### SELECTED EXCERPT
━━━

Making its debut in stores next year, the GUNRID air purifying curtain features a mineral-based surface treatment. This breaks down air pollutants when it comes into contact with either indoor or outdoor light.
‘Besides enabling people to breathe better air at home, we hope that GUNRID will increase people’s awareness of indoor air pollution, inspiring behavioural changes that contribute to a world of clean air,’ says Lena Pripp-Kovac, Head of Sustainability at Inter IKEA Group. ‘GUNRID is the first product to use the technology, but the development will give us opportunities for future applications on other textiles.’
The unique technology used in the curtain has been developed by IKEA over a number of years in conjunction with its suppliers and innovators, as well as universities across Europe and Asia. It works in a similar way to photosynthesis – the natural process by which plants and certain other organisms transform light energy into chemical energy.

━━━

### EXTRACTED INFORMATION
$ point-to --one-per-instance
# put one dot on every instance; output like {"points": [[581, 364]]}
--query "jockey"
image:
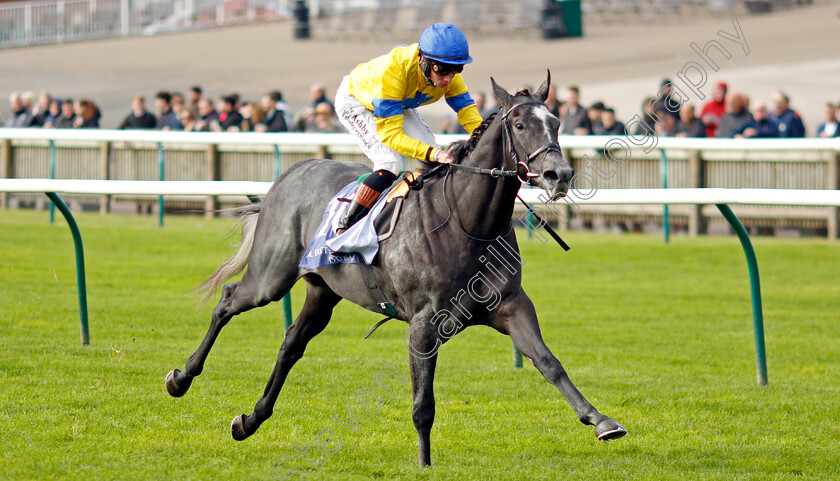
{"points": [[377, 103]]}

━━━

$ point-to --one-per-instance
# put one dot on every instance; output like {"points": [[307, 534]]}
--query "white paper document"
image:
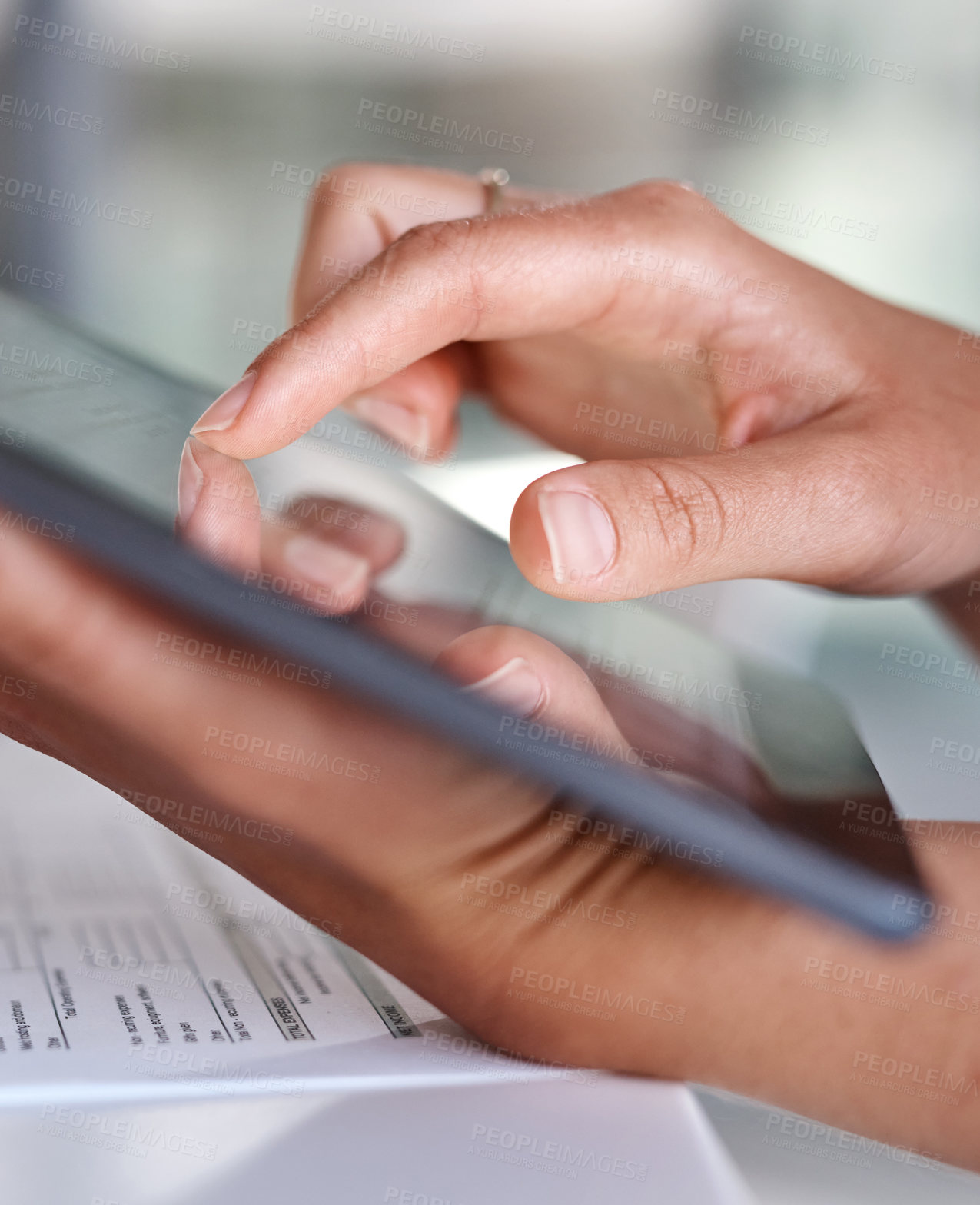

━━━

### SHORT EXERCISE
Write out the passage on the air purifying curtain word for word, starting at "Making its debut" and ending at "or outdoor light.". The rows were taken from a separate source.

### EXERCISE ANSWER
Making its debut in stores next year, the GUNRID air purifying curtain features a mineral-based surface treatment. This breaks down air pollutants when it comes into contact with either indoor or outdoor light.